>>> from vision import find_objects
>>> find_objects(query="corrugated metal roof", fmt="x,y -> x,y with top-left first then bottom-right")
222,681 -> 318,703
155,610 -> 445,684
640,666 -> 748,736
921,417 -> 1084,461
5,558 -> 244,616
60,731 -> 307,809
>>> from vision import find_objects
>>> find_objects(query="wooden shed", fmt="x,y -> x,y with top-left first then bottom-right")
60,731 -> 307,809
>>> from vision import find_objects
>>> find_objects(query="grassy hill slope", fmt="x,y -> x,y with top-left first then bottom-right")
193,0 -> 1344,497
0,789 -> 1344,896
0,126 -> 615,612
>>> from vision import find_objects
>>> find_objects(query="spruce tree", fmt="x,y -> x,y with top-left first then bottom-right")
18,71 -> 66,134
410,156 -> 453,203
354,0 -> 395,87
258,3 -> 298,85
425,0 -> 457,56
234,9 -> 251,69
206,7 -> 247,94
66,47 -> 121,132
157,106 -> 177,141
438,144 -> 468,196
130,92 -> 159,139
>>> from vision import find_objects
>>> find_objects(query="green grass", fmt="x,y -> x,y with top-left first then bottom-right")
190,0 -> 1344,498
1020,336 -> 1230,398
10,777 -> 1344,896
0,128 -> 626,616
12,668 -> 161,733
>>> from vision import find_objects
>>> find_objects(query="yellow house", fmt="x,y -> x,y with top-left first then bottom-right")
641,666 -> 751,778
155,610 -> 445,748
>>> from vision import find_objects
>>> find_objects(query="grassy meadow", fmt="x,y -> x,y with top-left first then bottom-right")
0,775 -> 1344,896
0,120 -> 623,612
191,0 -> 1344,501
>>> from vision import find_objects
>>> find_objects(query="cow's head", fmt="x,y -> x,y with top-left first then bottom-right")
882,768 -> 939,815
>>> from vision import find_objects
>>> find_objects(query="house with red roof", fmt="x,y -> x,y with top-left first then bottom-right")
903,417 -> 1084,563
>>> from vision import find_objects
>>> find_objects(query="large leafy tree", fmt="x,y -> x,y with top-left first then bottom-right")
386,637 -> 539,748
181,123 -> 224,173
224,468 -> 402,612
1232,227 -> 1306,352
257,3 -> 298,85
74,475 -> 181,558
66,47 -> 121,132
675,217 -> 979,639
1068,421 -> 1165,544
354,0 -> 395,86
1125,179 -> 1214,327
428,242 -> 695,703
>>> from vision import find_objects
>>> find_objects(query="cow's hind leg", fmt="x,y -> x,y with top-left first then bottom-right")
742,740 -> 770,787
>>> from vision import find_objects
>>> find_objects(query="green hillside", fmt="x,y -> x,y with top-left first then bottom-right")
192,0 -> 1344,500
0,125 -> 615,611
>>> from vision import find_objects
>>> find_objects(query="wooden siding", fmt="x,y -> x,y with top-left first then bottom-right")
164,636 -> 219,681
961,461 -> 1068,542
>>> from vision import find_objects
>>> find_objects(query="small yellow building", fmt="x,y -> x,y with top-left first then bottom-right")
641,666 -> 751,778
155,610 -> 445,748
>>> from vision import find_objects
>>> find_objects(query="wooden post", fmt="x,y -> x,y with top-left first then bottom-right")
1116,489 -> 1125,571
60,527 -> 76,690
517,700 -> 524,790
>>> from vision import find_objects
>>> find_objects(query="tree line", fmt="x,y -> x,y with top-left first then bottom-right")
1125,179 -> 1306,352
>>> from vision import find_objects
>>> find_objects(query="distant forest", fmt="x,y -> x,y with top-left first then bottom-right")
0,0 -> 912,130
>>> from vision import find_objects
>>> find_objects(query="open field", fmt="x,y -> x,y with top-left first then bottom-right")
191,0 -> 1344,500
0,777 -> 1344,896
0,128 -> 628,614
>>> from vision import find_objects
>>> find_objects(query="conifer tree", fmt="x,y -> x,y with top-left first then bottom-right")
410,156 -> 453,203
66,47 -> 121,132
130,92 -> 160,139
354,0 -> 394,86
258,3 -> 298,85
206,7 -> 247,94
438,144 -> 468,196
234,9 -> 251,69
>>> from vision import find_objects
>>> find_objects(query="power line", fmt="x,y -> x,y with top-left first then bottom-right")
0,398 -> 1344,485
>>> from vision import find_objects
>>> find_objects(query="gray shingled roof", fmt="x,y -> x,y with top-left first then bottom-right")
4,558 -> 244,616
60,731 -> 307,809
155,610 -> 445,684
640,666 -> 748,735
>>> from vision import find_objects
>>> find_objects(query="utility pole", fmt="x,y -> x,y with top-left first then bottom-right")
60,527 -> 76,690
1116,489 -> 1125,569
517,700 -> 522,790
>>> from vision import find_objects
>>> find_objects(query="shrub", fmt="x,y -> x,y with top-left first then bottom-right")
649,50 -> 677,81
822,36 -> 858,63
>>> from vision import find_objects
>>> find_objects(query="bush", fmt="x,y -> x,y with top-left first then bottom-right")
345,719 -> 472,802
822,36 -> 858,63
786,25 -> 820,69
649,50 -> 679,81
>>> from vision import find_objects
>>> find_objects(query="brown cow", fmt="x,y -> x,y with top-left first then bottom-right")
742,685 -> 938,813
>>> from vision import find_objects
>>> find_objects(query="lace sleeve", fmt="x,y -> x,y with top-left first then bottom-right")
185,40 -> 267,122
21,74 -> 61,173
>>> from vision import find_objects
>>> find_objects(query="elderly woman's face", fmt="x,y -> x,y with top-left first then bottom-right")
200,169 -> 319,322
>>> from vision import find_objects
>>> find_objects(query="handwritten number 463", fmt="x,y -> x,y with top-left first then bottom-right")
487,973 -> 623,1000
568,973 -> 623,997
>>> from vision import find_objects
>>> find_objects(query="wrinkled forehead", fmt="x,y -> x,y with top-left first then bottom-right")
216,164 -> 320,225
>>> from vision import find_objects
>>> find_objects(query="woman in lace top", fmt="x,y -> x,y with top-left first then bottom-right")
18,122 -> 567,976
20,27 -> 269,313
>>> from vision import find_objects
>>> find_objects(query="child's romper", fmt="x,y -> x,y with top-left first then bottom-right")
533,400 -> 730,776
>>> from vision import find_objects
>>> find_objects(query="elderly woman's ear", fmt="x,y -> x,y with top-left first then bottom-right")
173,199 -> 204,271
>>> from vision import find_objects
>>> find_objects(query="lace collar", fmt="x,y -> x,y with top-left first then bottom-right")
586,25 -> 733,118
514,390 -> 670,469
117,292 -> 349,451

+-------+

Instruction: Arrange all of the data above into a numbered list, omitting any blank lines.

Written solution:
1. >>> from vision import find_objects
2. >>> find_objects(query="corrugated metal roof", fmt="x,y -> x,y with top-left first then bottom-right")
3. 222,681 -> 318,703
4. 155,610 -> 445,684
5. 640,666 -> 748,736
6. 921,417 -> 1084,461
7. 5,558 -> 244,616
8. 60,731 -> 307,809
9. >>> from vision import find_objects
10. >>> find_objects(query="wooden shed", fmt="x,y -> x,y with top-left first then bottom-right")
11. 60,731 -> 307,809
12. >>> from vision import find_objects
13. >>> find_objects(query="grassy hill slope", fmt="x,y -> x,y with top-left first then bottom-right")
14. 193,0 -> 1344,497
15. 0,789 -> 1344,896
16. 0,126 -> 615,612
17. >>> from vision import find_objects
18. >>> find_objects(query="spruce tree", fmt="x,y -> x,y with top-left first then bottom-right")
19. 18,71 -> 66,134
20. 410,156 -> 453,203
21. 354,0 -> 395,87
22. 258,3 -> 298,85
23. 425,0 -> 457,56
24. 234,9 -> 251,69
25. 206,7 -> 247,94
26. 66,47 -> 121,132
27. 157,106 -> 177,141
28. 438,144 -> 468,196
29. 130,92 -> 159,139
30. >>> from vision import find_objects
31. >>> find_objects(query="green grass", fmt="x,y -> x,y with top-left first then bottom-right")
32. 190,0 -> 1344,498
33. 1020,336 -> 1230,398
34. 10,777 -> 1344,896
35. 0,128 -> 626,616
36. 12,668 -> 161,733
37. >>> from vision import find_objects
38. >>> find_objects(query="yellow house", fmt="x,y -> x,y with top-left first then bottom-right")
39. 641,666 -> 751,778
40. 155,610 -> 445,748
41. >>> from vision import find_objects
42. >>> find_objects(query="grassy meadow", fmt="x,y -> x,y with top-left first then bottom-right")
43. 0,775 -> 1344,896
44. 0,120 -> 623,612
45. 191,0 -> 1344,501
46. >>> from vision import find_objects
47. >>> find_objects(query="cow's head", fmt="x,y -> x,y with top-left first then bottom-right")
48. 882,768 -> 939,815
49. >>> from vision import find_objects
50. >>> find_objects(query="house with red roof", fmt="x,y -> x,y with top-left first then bottom-right")
51. 903,417 -> 1084,563
52. >>> from vision import find_objects
53. >>> find_objects(query="large leafy tree", fmt="x,y -> x,y with top-left first then bottom-right")
54. 386,637 -> 539,748
55. 181,123 -> 224,173
56. 224,468 -> 402,612
57. 1232,227 -> 1306,352
58. 257,3 -> 298,85
59. 74,475 -> 181,558
60. 66,47 -> 121,132
61. 675,217 -> 979,639
62. 1068,421 -> 1165,544
63. 354,0 -> 395,86
64. 1125,179 -> 1214,327
65. 428,242 -> 695,703
66. >>> from vision import find_objects
67. >>> find_objects(query="cow's hind leg", fmt="x,y -> x,y with top-left first then bottom-right")
68. 742,740 -> 770,787
69. >>> from vision import find_objects
70. >>> find_objects(query="green hillside", fmt="x,y -> x,y with top-left first then bottom-right")
71. 192,0 -> 1344,500
72. 0,125 -> 615,611
73. >>> from vision import find_objects
74. >>> find_objects(query="wooden siding", fmt="x,y -> x,y with top-left first then bottom-right")
75. 164,636 -> 219,681
76. 961,461 -> 1068,542
77. >>> from vision import find_objects
78. >>> find_objects(query="small yellow building", fmt="x,y -> x,y with top-left first then bottom-right")
79. 641,666 -> 751,778
80. 155,610 -> 445,748
81. >>> from vision import find_objects
82. >>> find_objects(query="wooden post", fmt="x,y -> x,y with top-left first then bottom-right")
83. 1116,489 -> 1125,571
84. 60,527 -> 76,690
85. 517,700 -> 524,790
86. >>> from vision import find_objects
87. >>> find_objects(query="tree line", fmt="x,y -> x,y with top-left first then bottom-right")
88. 1125,179 -> 1306,352
89. >>> from vision import find_objects
90. >>> find_objects(query="distant forest", fmt="x,y -> x,y with top-left first then bottom-right")
91. 0,0 -> 912,130
92. >>> from vision import find_objects
93. >>> find_objects(query="open field", fmt="x,y -> x,y with top-left first then bottom-right")
94. 191,0 -> 1344,500
95. 0,777 -> 1344,896
96. 0,128 -> 628,614
97. >>> from vision import find_objects
98. >>> find_objects(query="conifer tree", fmt="x,y -> x,y with top-left first then bottom-right")
99. 410,156 -> 453,203
100. 66,47 -> 121,132
101. 130,92 -> 160,139
102. 354,0 -> 394,86
103. 258,3 -> 298,85
104. 206,7 -> 247,94
105. 438,144 -> 468,196
106. 234,9 -> 251,69
107. >>> from vision import find_objects
108. >>> find_objects(query="power line", fmt="x,y -> x,y with top-left first then bottom-right")
109. 0,398 -> 1344,485
110. >>> from vision import find_objects
111. >>> find_objects(query="gray shingled roof", fmt="x,y -> x,y with top-left first then bottom-right")
112. 4,558 -> 244,616
113. 60,731 -> 307,809
114. 155,610 -> 445,684
115. 640,666 -> 748,735
116. >>> from vision import find_objects
117. >>> find_objects(query="utility pole", fmt="x,y -> x,y with top-left first then bottom-right")
118. 60,527 -> 76,690
119. 1116,489 -> 1125,569
120. 517,700 -> 522,790
121. >>> from vision import find_objects
122. >>> find_objects(query="shrub", fmt="x,y -> x,y with top-left first then bottom-right")
123. 649,50 -> 677,81
124. 822,36 -> 858,63
125. >>> from vision import find_objects
126. >>> find_objects(query="bush", fmt="x,y -> x,y with top-left first then bottom-right")
127. 345,719 -> 472,802
128. 822,36 -> 858,63
129. 786,25 -> 820,69
130. 649,50 -> 679,81
131. >>> from vision import find_objects
132. >>> find_objects(query="brown cow", fmt="x,y -> x,y with top-left first then bottom-right")
133. 742,685 -> 938,813
134. >>> from vision import find_objects
135. >>> find_objects(query="lace sleeve", fmt="x,y -> x,y with top-left first then bottom-right")
136. 185,40 -> 267,122
137. 21,74 -> 61,173
138. >>> from vision import find_objects
139. >>> find_objects(query="elderly woman's face", fmt="x,y -> x,y with top-left first then bottom-right")
140. 200,169 -> 319,322
141. >>> from vision import find_objects
142. >>> find_objects(query="handwritten number 463", fmt="x,y -> x,y with top-left first then bottom-right")
143. 487,973 -> 623,1000
144. 568,973 -> 623,997
145. >>> from vision import find_objects
146. >>> find_objects(query="wrinkled forehead", fmt="x,y -> x,y with top-left first then bottom-right")
147. 216,164 -> 320,225
148. >>> from vision import find_objects
149. >>> find_objects(query="woman in lace top", fmt="x,y -> x,y with top-left first then bottom-right")
150. 18,122 -> 567,976
151. 20,27 -> 269,313
152. >>> from vision import find_objects
153. >>> find_objects(query="child's romper", fmt="x,y -> x,y with top-left first then bottom-right")
154. 533,400 -> 730,776
155. >>> from vision import find_objects
156. >>> find_objects(query="elderly woman's ear", fmt="x,y -> x,y with top-left first then bottom-right")
157. 173,199 -> 204,271
158. >>> from vision import find_objects
159. >>> find_objects(query="lace collar", fmt="x,y -> x,y with top-left first then bottom-right")
160. 586,25 -> 733,118
161. 514,390 -> 670,469
162. 117,292 -> 349,451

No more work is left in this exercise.